↓↓↓
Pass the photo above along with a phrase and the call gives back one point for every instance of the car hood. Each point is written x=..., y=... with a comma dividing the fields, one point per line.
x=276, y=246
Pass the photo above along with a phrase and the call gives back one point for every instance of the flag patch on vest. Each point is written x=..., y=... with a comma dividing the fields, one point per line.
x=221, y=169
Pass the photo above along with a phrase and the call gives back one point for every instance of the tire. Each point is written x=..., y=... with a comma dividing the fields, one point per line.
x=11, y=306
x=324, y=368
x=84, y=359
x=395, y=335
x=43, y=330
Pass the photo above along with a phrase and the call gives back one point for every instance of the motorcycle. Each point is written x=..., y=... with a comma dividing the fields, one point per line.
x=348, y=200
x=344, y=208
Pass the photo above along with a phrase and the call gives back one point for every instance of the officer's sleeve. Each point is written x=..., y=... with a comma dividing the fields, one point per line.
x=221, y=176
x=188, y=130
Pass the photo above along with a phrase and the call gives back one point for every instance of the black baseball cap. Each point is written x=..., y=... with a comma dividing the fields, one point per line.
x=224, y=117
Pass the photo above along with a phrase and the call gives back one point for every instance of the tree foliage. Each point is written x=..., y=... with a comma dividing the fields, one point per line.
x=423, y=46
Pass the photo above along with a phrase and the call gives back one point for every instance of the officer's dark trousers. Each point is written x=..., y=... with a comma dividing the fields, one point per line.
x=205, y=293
↑↑↑
Task details:
Reproduce every one of the records above, switching "phrase" to "caption" wherever it occurs and keeping all other text the same.

Solution:
Pass the photo above along with a caption and the call gives back one point for every instance of the car hood. Each point is written x=..., y=... with a comma dividing the fields, one point per line.
x=276, y=246
Pass the photo above along with a caption and the call gives back one point for every instance of the flag patch on vest. Each point is written x=..., y=... with a comma dividing the fields, one point per line.
x=221, y=169
Pass the photo above along with a caption and the call gives back one point for every instance of the tire. Each point is written x=..., y=... with a comma dividing the fields, one point per line.
x=11, y=306
x=324, y=368
x=84, y=359
x=395, y=335
x=43, y=330
Pass the photo above along with a caption and the call gives back one point for every instance of the motorcycle. Each point is written x=..., y=... with a comma dividing the fields, one point per line.
x=348, y=200
x=344, y=208
Pass the photo above along with a caption and the call gives back one point for every instance of the officer's sleeve. Each point is written x=..., y=... with a comma dividing the fields, one point per line.
x=221, y=176
x=188, y=130
Pass the photo above along with a caption and the call gives back one point for every instance of the black baseball cap. Each point is written x=..., y=... with a comma dividing the fields, one point per line.
x=224, y=117
Pass the photo above along with a caption and the call gives back one point for every instance of the tree foliage. Each point is written x=..., y=... with a comma dividing the fields, one point per line.
x=423, y=46
Pass the photo above along with a caption and the call gives back one point for every instance of the officer's dark trousers. Each point is written x=..., y=... with a comma dividing the fields, one point per line.
x=205, y=293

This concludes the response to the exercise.